» Exercise: Repeat the records exactly, with one exception: no images.

» Data for the task:
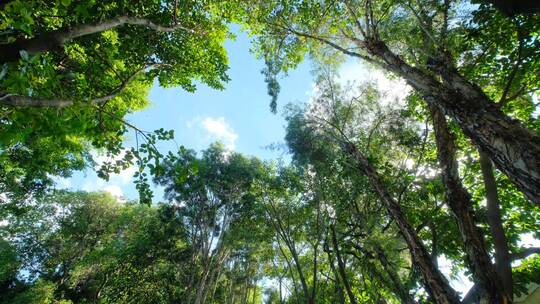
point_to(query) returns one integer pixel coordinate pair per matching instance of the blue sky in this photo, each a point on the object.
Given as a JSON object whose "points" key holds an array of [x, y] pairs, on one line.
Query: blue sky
{"points": [[239, 116]]}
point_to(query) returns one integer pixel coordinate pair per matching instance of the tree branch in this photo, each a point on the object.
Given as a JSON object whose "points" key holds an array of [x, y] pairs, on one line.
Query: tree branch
{"points": [[524, 253], [14, 100], [54, 39]]}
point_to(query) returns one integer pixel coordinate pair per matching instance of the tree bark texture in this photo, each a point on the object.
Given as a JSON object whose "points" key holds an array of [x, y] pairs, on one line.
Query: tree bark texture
{"points": [[435, 282], [514, 149], [460, 203], [500, 243]]}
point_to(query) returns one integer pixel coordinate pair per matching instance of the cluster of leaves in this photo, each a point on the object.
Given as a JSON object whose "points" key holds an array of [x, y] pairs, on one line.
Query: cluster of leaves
{"points": [[92, 82]]}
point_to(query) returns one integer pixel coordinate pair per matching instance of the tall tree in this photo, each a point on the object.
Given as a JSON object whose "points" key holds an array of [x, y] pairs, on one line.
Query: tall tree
{"points": [[376, 33]]}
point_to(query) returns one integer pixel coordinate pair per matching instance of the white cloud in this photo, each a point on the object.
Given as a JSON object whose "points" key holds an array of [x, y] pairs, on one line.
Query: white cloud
{"points": [[219, 129]]}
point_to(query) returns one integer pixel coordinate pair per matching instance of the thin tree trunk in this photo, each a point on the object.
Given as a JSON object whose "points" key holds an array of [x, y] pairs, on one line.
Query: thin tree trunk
{"points": [[341, 267], [435, 282], [514, 7], [394, 277], [513, 148], [460, 203], [500, 243], [337, 279]]}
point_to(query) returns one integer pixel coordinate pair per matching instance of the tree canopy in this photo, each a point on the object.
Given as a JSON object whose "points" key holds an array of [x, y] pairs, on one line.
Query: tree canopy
{"points": [[377, 200]]}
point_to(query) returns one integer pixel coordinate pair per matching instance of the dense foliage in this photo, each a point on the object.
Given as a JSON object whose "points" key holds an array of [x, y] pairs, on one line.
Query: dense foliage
{"points": [[383, 201]]}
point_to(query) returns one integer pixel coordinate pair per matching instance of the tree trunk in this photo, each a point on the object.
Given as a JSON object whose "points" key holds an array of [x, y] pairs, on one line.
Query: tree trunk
{"points": [[337, 279], [460, 203], [341, 267], [500, 243], [513, 148], [394, 277], [514, 7], [434, 281]]}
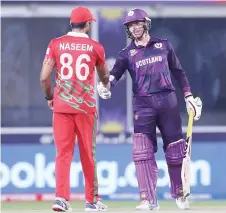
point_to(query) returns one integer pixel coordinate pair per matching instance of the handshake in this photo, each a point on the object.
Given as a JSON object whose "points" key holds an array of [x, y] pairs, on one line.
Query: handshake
{"points": [[104, 91]]}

» Answer to this task:
point_to(query) returns one integer pixel coordinate pair per matching instance of the blue sky in this photo, each a point on the object.
Given as a JSON object whose "points" key holds an array of [x, y] pairs, on one line.
Query: blue sky
{"points": [[239, 116]]}
point_to(query) returns one integer pixel coordinate pair per matching instance of the tree branch in this photo, each a point on the object.
Given as a JSON object whose "points" key holds an array of [x, y] pairs, on one line.
Query: tree branch
{"points": [[524, 253], [14, 100], [54, 39]]}
point_to(query) returns one integer pixel coordinate pair per matching instance of the tree bark texture in this photo, each a point on the object.
Given as a JSON object whose "points" key holds an array of [x, y] pairs, on one line.
Query: tree bark texture
{"points": [[435, 282], [514, 149], [460, 203], [500, 243]]}
point_to(query) returns one integer pixel coordinate pair per matching instance of the cluster of leaves in this photo, each a point on the object.
Given as a JSON object whose "points" key holds an array of [x, y] pairs, on one line.
Query: cluster of leaves
{"points": [[92, 82]]}
point_to(query) returns one integer pixel coordinate pair per matching instance of the tall tree in this photo, each a point on the object.
Given as a JSON object whose "points" key holds an array of [x, y] pairs, on one line.
Query: tall tree
{"points": [[376, 33]]}
point_to(query) returns one integer pixel coordinate pair per matching instance of the white cloud in this photo, each a point on the object.
Given as a JSON object whose "points" key holds an array of [x, y] pairs, on one line.
Query: white cloud
{"points": [[219, 129]]}
point_to(query) returns one integer pixel coordinate pair per matching instance of the thin tree trunk in this photo, each a point on the object.
Given as a JSON object whose "points" key holds an array of [x, y] pairs, on one line.
Query: thin tree trunk
{"points": [[341, 267], [435, 282], [514, 7], [394, 277], [513, 148], [460, 203], [500, 243], [337, 279]]}
point_to(query) returns one integer pixel coordinate pair per matching instance of the tree canopy in this photo, each a point on the object.
Given as a JSON object whose "points" key holds an array of [x, y] pairs, on one line.
Query: tree canopy
{"points": [[377, 200]]}
point_to(query) returns one integer pixel coordinate pair per matching instance of the dense foliage in this photo, each a point on the object.
Given as a JSON object whose "points" key holds an array of [x, y] pairs, on one line.
Query: dense foliage
{"points": [[383, 201]]}
point_to(query) returns one integer pixel coordinate pair per matching instance of the tree trunk in this photo, each a point on the object.
Given as a JSON object whose "points" key holds an array of [x, y] pairs, on one line.
Query: tree trunk
{"points": [[337, 279], [460, 203], [341, 267], [500, 243], [513, 148], [394, 277], [514, 7], [434, 281]]}
point_to(query) returns one integer pixel coordinate pair per matching instance of the handshake in this photo, each a point on the object.
Given as a JSON object whose "points" key holds an array of [x, y] pairs, on one line.
Query: handshake
{"points": [[104, 91]]}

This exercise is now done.